### Testo citato:

COMMENTO: Gli estensori della lettera non condividono
evidentemente (alcuni? molti? tutti?) dei giudizi di idoneità e di non idoneità.
Critica che per essere legittima deve essere suffragata da evidenze empiriche. Altrimenti
ogni commissione può essere criticata in questo modo generico. Se gli estensori della lettera pensano
di essere in grado di evitare “Giudizi stereotipi e frettolosi, incongruenze,
arbitri valutativi” nel loro lavoro di commissari di concorso, non hanno che da
candidarsi. Purtroppo, scorrendo la lista degli aspiranti commissari
sorteggiabili compare solo uno dei firmatari. Al netto dei due colleghi pensionati,
che ovviamente non potevano candidarsi (o forse sì, al momento del bando?),
viene da chiedersi: perché non si sono candidati? Se lo faranno e verranno
estratti (sempre che permanga l’attuale sistema, cosa molto dubbia come
sappiamo), vi saranno sicuramente altri colleghi che criticheranno il loro
operato, in modo più o meno argomentato. Finché non si candidano, invece,
questo non sarà possibile.
Inoltre, è plausibile che se le domande fossero state meno, anche
i giudizi avrebbero potuto essere più analitici e ad personam. Ma, come si è sottolineato prima, le domande sono
state tante e spesso basate su una sovrastima dei propri titoli e/o meriti e/o
valore. E questo non è certo un problema minore, anzi. Problema di cui i
commissari non hanno responsabilità (almeno in quanto commissari).

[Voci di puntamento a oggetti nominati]

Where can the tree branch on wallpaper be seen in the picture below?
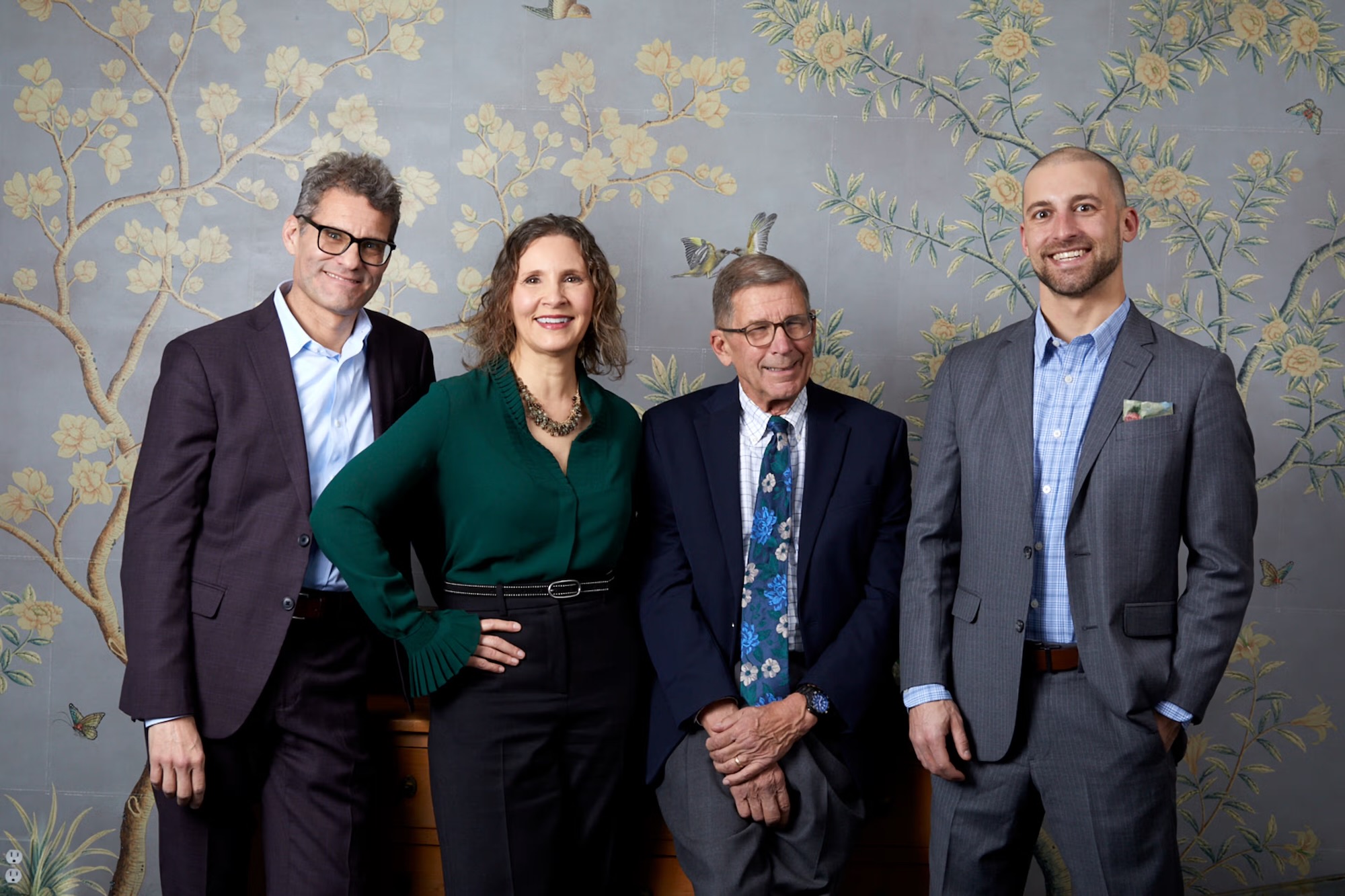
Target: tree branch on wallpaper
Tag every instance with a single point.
(170, 259)
(1175, 48)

### Cosa fare:
Continua il commento sulle critiche ai giudizi della commissione di concorso, riprendendo subito dopo la sua ultima frase.

### Risultato:
Ciò che spinge
gli estensori del documento a intervenire pubblicamente è la sensazione che
questo episodio sia l’ultimo, e però assai grave, segnale di un processo ormai
di lungo corso che registra il declino quantitativo della presenza, e
soprattutto la trasformazione qualitativa del ruolo e della natura delle
discipline sociologiche. Fino ad oggi, questo processo era in buona misura imputabile
a meccanismi esterni alla nostra comunità scientifica: il prevalere di retoriche disciplinari
appiattite sullo spirito e persino sui gusti dei tempi; un’egemonia sempre più
manifesta delle culture scientifiche dominanti, che purtroppo non ha incontrato
resistenze ma ha anzi quasi sempre visto corrisponderle un “soddisfatto
asservimento”; una diffusa pratica di omologazione concettuale, teorica e
metodologica rispetto alle scienze hard, nel tentativo di presentare un’immagine pubblica di sé e del
proprio lavoro in linea con uno statuto disciplinare storicamente consolidato.
Oggi, invece, questa vicenda chiama in causa attori e comparse interni alla nostra
stessa disciplina.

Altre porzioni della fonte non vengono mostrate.